Below are the entries. Set down exactly the line containing "of the deck" and each line after it.

___

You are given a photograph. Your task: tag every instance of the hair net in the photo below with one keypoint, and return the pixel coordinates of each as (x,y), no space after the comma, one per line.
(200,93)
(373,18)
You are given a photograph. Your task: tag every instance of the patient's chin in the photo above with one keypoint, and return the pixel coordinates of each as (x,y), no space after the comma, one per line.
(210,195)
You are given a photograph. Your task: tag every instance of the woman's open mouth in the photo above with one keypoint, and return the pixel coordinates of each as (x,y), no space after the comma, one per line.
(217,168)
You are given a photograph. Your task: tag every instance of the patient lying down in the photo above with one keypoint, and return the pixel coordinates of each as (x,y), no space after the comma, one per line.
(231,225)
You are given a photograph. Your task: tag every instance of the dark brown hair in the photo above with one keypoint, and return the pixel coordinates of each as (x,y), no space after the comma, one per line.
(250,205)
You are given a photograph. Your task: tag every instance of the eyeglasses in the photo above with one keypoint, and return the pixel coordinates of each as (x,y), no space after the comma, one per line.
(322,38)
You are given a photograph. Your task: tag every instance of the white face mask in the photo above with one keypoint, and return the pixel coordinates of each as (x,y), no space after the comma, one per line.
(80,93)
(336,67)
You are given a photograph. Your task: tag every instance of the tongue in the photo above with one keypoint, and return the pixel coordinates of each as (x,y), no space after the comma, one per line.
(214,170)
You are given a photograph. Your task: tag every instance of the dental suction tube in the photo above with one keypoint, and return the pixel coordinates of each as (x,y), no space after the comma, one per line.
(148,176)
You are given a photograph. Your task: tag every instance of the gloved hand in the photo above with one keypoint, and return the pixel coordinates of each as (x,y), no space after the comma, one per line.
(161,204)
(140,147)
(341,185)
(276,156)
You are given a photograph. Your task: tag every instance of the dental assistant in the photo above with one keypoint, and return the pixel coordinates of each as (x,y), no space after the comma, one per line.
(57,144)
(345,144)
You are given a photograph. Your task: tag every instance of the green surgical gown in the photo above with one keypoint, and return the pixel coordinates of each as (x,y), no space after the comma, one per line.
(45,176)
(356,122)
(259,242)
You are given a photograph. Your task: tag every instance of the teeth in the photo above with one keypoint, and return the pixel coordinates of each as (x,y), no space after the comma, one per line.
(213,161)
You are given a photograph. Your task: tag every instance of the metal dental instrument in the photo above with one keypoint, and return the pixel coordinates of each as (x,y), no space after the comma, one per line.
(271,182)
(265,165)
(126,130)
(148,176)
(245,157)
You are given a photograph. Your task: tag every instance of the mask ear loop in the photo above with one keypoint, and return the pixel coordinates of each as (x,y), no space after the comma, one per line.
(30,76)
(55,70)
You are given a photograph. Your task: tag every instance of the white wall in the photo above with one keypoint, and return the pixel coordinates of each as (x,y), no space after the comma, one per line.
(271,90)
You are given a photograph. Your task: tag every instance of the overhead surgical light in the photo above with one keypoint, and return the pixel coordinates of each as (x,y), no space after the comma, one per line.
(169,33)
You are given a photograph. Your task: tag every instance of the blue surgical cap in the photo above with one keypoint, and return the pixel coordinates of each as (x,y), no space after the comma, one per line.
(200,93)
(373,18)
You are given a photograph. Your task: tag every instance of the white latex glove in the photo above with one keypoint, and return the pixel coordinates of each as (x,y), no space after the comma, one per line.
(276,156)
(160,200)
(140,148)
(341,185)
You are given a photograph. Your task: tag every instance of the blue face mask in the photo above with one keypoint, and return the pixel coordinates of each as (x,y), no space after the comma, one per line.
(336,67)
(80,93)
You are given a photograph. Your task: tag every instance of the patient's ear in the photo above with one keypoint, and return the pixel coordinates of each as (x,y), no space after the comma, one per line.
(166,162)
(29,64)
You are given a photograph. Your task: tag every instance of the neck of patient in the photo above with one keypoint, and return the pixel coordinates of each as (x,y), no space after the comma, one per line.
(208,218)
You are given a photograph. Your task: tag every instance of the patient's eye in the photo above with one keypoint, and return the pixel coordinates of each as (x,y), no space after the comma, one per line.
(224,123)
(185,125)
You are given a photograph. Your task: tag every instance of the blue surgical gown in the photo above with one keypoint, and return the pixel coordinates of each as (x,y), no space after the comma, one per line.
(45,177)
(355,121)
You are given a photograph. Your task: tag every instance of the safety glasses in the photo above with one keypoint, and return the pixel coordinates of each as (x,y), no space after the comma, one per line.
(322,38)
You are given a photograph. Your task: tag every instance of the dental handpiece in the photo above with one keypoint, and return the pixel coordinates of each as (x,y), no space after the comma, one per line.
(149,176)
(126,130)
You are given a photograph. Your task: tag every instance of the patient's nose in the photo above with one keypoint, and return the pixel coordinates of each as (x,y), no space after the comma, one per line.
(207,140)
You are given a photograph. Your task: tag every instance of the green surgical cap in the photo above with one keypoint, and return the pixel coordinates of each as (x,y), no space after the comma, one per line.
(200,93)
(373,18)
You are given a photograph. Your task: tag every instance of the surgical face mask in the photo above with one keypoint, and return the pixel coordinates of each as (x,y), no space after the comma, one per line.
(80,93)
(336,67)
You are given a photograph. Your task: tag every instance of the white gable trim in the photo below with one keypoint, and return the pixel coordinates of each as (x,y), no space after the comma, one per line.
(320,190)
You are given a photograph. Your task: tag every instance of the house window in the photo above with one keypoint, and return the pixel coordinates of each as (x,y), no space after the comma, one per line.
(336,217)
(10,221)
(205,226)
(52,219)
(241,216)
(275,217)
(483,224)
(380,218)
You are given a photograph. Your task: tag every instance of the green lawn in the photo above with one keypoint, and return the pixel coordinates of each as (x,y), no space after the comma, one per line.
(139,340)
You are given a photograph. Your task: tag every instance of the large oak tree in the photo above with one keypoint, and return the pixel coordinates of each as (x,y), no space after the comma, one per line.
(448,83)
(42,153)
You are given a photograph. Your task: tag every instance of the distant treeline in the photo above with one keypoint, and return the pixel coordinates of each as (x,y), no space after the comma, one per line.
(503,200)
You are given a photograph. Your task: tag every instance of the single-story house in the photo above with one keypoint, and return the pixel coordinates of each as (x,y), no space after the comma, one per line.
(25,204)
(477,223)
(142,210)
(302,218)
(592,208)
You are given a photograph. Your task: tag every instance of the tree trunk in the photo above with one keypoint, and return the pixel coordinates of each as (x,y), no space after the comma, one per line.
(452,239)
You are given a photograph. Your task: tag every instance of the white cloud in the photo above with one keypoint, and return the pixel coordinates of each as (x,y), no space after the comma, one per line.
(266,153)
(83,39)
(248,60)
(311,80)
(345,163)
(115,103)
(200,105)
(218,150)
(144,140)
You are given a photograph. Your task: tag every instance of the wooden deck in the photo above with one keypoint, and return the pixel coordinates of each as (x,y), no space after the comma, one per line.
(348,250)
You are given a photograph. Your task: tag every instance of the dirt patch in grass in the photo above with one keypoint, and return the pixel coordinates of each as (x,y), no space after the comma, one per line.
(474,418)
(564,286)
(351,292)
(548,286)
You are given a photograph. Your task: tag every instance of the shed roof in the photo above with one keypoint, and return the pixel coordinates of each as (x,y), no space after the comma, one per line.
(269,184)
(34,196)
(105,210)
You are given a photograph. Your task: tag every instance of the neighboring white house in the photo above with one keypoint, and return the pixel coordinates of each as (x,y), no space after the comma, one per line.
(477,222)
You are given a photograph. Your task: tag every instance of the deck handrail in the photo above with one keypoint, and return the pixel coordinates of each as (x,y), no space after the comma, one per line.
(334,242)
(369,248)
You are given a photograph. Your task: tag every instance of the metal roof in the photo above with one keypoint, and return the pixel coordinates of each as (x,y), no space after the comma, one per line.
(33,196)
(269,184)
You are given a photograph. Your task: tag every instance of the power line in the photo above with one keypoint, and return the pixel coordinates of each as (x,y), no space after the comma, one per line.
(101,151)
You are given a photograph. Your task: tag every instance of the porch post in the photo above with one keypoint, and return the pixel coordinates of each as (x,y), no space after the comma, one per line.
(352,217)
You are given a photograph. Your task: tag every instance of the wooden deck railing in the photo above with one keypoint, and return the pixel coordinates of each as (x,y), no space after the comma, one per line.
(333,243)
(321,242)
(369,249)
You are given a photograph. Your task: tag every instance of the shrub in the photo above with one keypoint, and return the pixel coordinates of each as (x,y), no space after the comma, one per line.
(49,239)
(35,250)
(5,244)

___

EXERCISE OUTPUT →
You are given a photograph. Your task: tag every instance of the deck handrail in the photo above with one keypoint, and return the pixel coordinates of each as (x,y), no space after the comma, one per line.
(334,242)
(369,248)
You are given a photograph. Your task: tag every instance of the metal roof in the photo above with one keypoint, and return the pixel coordinates of each as (x,y), no space after the comma, one per line.
(33,196)
(269,184)
You are given a photograph. Your task: tag every instance of the power line in the photo above with one keypoint, and return the pixel coordinates of each as (x,y), no space after the comma, one per line.
(101,151)
You are given a photograph. Your task: tag every instance of the porch post in the photo above with one keypoint, and return the pixel coordinates of each as (x,y), no space after the comma, one per line.
(352,217)
You are given a photograph. Your task: tag every instance of the wooden deck railing in the photo above with one keypoint, and return the pixel coordinates of each as (x,y), no space after the comma, one per line.
(333,243)
(321,242)
(369,249)
You are given a photograph. Your task: tag every instance of the shrub in the photo above with one keypoint, and return the pixel coordinates of each as (x,y), no space after the comma, one per line.
(49,239)
(35,250)
(5,244)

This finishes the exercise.